### Instructions for the task
Find the line containing "of the narrow". Reproduce it and every line after it up to the end of the records, exactly as written.

### Entries shown

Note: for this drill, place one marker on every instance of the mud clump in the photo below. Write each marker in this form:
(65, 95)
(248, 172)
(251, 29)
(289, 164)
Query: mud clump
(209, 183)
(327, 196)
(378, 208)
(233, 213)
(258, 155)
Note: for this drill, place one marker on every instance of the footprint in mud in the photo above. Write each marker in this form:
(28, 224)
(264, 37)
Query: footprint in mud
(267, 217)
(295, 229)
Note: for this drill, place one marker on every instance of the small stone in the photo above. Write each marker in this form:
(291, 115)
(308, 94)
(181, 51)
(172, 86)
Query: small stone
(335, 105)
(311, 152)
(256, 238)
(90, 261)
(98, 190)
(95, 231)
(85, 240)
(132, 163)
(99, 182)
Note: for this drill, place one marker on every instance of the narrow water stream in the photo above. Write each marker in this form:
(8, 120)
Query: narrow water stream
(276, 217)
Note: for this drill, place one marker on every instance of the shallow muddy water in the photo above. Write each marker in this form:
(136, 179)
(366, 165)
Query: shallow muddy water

### Correct response
Note: for this drill, place one marker on every instance of the narrow water stream in the photo above. Write each marker in this form:
(8, 120)
Query: narrow water stream
(276, 217)
Note: for this drill, place one marker on every instance of the shallow muddy water in the photo above. Write each marker in this form:
(136, 179)
(366, 165)
Query: shallow muddy water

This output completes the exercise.